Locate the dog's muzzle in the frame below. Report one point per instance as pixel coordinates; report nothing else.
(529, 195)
---
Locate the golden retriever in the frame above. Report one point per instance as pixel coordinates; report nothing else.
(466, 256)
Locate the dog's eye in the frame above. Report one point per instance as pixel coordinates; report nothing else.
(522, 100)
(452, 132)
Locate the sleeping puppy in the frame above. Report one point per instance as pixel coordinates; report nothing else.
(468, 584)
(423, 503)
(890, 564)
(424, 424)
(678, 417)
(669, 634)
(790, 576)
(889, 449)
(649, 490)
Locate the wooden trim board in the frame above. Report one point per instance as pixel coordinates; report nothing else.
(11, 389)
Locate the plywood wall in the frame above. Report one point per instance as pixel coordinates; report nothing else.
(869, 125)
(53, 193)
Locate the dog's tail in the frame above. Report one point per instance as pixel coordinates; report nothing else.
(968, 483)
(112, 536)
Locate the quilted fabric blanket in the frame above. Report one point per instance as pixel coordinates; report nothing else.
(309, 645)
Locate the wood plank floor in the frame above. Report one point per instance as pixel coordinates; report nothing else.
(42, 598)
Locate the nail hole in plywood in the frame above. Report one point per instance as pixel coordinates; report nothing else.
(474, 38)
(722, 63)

WHAT NEEDS TO BE DONE
Pick out every line in the entries above that contains the string "plywood", and copy each one. Case counts.

CORRECT RESPONSE
Locate the plywood wall in the frame above. Report one point per instance as pixel coordinates; report nothing else.
Locate the nail hole in plywood in the frame above. Report one point per instance as pixel coordinates; report nothing else.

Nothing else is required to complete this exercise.